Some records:
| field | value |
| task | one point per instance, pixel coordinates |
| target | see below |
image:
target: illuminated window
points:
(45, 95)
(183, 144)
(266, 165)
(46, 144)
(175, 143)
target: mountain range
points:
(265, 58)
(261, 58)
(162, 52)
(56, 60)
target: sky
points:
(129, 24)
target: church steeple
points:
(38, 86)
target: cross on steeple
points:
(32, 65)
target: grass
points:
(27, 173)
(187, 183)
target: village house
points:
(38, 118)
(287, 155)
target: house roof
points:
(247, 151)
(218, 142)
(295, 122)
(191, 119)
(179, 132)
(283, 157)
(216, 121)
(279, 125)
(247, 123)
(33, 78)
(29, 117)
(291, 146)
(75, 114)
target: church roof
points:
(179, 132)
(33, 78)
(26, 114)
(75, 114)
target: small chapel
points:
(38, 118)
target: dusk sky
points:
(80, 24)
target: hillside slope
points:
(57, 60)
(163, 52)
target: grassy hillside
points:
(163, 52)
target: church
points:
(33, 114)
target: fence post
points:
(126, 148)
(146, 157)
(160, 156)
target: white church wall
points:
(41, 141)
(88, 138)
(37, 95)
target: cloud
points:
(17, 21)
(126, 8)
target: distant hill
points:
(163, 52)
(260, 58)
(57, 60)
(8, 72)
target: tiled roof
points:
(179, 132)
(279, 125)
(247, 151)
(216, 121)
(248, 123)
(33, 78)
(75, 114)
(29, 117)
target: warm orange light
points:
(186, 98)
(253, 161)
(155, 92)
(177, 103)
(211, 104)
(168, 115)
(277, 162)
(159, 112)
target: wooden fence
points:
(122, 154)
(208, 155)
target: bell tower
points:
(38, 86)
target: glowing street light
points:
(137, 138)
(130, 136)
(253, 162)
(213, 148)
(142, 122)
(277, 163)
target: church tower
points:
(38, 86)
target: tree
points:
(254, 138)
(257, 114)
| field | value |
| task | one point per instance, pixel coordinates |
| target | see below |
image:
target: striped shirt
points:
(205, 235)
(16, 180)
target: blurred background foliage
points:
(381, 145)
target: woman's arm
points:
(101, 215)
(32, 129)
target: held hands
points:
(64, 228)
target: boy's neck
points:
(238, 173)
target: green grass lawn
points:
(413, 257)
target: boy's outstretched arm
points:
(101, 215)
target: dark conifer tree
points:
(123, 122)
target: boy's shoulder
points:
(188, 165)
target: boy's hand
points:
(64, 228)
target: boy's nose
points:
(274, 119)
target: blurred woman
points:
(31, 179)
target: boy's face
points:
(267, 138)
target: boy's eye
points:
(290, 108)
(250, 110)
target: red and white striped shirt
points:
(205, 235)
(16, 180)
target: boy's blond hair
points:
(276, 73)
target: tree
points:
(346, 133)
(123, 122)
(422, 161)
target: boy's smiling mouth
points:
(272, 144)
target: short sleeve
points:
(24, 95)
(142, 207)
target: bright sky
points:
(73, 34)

> **What you have to do**
Find the line that contains "target: bell tower". Repeat it and every line after it, exactly as written, up to and including the last line of the records above.

> **Complete output**
target: bell tower
points:
(38, 86)
target: glowing street light
points:
(137, 138)
(130, 136)
(253, 162)
(213, 148)
(142, 122)
(277, 163)
target: church tower
points:
(38, 86)
target: tree
points:
(254, 138)
(257, 114)
| field | value |
| task | one point per instance, pixel coordinates |
| target | see below |
image:
target: striped shirt
points:
(205, 235)
(16, 180)
target: blurred background foliage
points:
(381, 145)
target: woman's arm
points:
(101, 215)
(32, 129)
target: held hands
points:
(64, 228)
target: boy's neck
points:
(238, 173)
target: green grass lawn
points:
(413, 257)
target: boy's outstretched arm
points:
(101, 215)
target: dark conifer tree
points:
(123, 122)
target: boy's shoulder
points:
(188, 165)
target: boy's hand
points:
(64, 228)
target: boy's nose
points:
(274, 119)
target: blurred woman
points:
(31, 179)
target: boy's face
points:
(267, 138)
target: boy's eye
points:
(290, 108)
(250, 110)
target: red and white striped shirt
points:
(205, 235)
(16, 180)
target: boy's blond hair
points:
(276, 73)
target: tree
points:
(346, 133)
(123, 122)
(422, 161)
target: boy's smiling mouth
points:
(272, 144)
target: short sleeve
points:
(24, 95)
(142, 207)
target: bright sky
points:
(73, 34)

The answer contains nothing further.